> [YOUR INSTRUCTIONS]: Copy out all of the entries exactly as they appear.

> [Referring expression pointing data]:

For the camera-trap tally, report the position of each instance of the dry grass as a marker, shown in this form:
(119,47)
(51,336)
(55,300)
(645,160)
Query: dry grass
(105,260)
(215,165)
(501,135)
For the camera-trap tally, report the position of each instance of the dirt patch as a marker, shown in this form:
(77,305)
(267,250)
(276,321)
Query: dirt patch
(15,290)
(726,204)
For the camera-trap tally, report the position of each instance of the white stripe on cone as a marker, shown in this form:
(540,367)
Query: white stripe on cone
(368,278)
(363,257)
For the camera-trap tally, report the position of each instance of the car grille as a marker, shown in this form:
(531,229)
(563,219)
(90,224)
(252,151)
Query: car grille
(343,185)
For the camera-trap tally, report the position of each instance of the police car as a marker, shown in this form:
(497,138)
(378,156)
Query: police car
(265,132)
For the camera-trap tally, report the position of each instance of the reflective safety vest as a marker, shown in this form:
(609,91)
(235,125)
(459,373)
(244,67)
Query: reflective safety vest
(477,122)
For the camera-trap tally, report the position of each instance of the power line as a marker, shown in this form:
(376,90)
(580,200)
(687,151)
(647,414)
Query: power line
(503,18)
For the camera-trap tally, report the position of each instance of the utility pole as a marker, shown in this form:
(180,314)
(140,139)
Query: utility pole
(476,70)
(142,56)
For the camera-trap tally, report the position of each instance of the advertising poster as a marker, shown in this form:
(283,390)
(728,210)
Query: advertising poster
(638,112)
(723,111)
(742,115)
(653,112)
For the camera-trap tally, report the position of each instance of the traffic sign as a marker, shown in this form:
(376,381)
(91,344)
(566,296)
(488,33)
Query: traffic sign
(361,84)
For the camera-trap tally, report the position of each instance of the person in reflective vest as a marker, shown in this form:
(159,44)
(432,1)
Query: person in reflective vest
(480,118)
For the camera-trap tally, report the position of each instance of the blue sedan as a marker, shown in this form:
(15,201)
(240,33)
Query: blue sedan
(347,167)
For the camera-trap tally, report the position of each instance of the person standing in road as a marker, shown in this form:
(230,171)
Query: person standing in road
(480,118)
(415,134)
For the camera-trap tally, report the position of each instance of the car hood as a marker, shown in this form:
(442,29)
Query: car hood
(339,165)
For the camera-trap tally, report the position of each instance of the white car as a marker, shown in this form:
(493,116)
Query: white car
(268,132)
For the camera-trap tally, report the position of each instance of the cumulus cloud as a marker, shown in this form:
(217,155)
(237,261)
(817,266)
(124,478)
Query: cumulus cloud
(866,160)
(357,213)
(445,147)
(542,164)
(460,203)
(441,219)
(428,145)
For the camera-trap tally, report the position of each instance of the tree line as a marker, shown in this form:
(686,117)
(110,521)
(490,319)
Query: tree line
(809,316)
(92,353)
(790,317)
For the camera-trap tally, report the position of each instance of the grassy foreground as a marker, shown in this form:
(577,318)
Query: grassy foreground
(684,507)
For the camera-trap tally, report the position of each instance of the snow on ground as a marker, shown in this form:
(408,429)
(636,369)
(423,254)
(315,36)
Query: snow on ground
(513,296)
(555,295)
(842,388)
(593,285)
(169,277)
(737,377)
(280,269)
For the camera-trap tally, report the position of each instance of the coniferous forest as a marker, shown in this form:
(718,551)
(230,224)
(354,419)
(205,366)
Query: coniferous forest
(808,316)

> [SOLUTION BELOW]:
For the camera-trap tally, report the position of each instance of the dry grass as a marker, shown in this form:
(119,47)
(51,336)
(55,300)
(645,160)
Query: dry grass
(105,260)
(215,165)
(501,135)
For the camera-trap tally, report the position of each instance of the dirt patch as a marker, shown in this form:
(77,305)
(267,250)
(276,321)
Query: dirt patch
(15,290)
(726,204)
For the camera-trap tally, report the position of each instance of the white stripe on cone as a marker, shown in this form:
(540,367)
Query: white stripe on cone
(368,278)
(363,257)
For the camera-trap tally, report the position of each instance of the car grille as a marker, shown in this form:
(531,229)
(563,219)
(90,224)
(252,151)
Query: car grille
(343,185)
For the camera-trap tally, report the position of each instance of the police car as a marker, shown in this form:
(497,138)
(378,156)
Query: police car
(265,132)
For the camera-trap tally, report the position of each instance of the reflective safety vest as a marker, shown in this form:
(609,91)
(235,125)
(459,373)
(244,67)
Query: reflective safety vest
(477,122)
For the camera-trap tally, report the position of each instance of the power line as a marker, shown in this form:
(376,90)
(580,200)
(687,151)
(647,414)
Query: power line
(503,18)
For the camera-trap tally, report the position of each instance of the utility pole as a marker, shown in this form:
(180,314)
(140,139)
Query: utility pole
(476,70)
(142,56)
For the camera-trap tally, report the position of each instance of the advertising poster as a marker, shown in this form:
(283,390)
(728,210)
Query: advertising poster
(638,112)
(723,111)
(742,115)
(653,112)
For the camera-trap tally, report the position of each instance of the traffic sign as a marker, shown in this form:
(376,381)
(91,344)
(566,296)
(488,33)
Query: traffic sign
(361,84)
For the camera-trap tally, report the position of each instance of the person in reflective vest as a marker, shown in this form:
(159,44)
(432,1)
Query: person in reflective vest
(480,118)
For the camera-trap tally, report the position of each instance of the blue sedan as a marker, shown in this form:
(15,201)
(240,33)
Query: blue sedan
(347,167)
For the camera-trap tally, report the position of each instance of the person standing in road as a marker, shown in this form:
(230,171)
Query: person standing in road
(480,118)
(415,134)
For the camera-trap tally, report the position of each instance of the car hood as a marker, shown in this form:
(442,29)
Query: car hood
(339,165)
For the camera-trap tally, report the position of each instance of the white car as a marker, shown in this form:
(493,116)
Query: white car
(268,132)
For the camera-trap tally, report the position of each instance of the cumulus cloud as a marker, shown in this form:
(217,155)
(237,261)
(817,266)
(124,478)
Query: cumulus cloud
(866,160)
(357,213)
(445,147)
(542,164)
(460,203)
(441,219)
(428,145)
For the camera-trap tally, report the position of each instance of the tree line as a marker, shown in this form:
(686,117)
(110,521)
(490,319)
Query: tree line
(809,316)
(92,353)
(790,317)
For the camera-trap tally, report the position of each instance of the grassy foreground as a marker, shown in this form:
(577,318)
Query: grassy foreground
(684,507)
For the camera-trap tally, report the position of each instance of the snow on ground as a marker, shown in this form:
(408,429)
(636,369)
(423,254)
(315,36)
Query: snow on ground
(513,296)
(555,295)
(842,388)
(593,285)
(169,277)
(737,377)
(280,269)
For the camera-trap tally, report the position of each instance of the coniferous forest as a marker, shown in this form:
(718,551)
(230,224)
(354,419)
(205,366)
Query: coniferous forest
(808,316)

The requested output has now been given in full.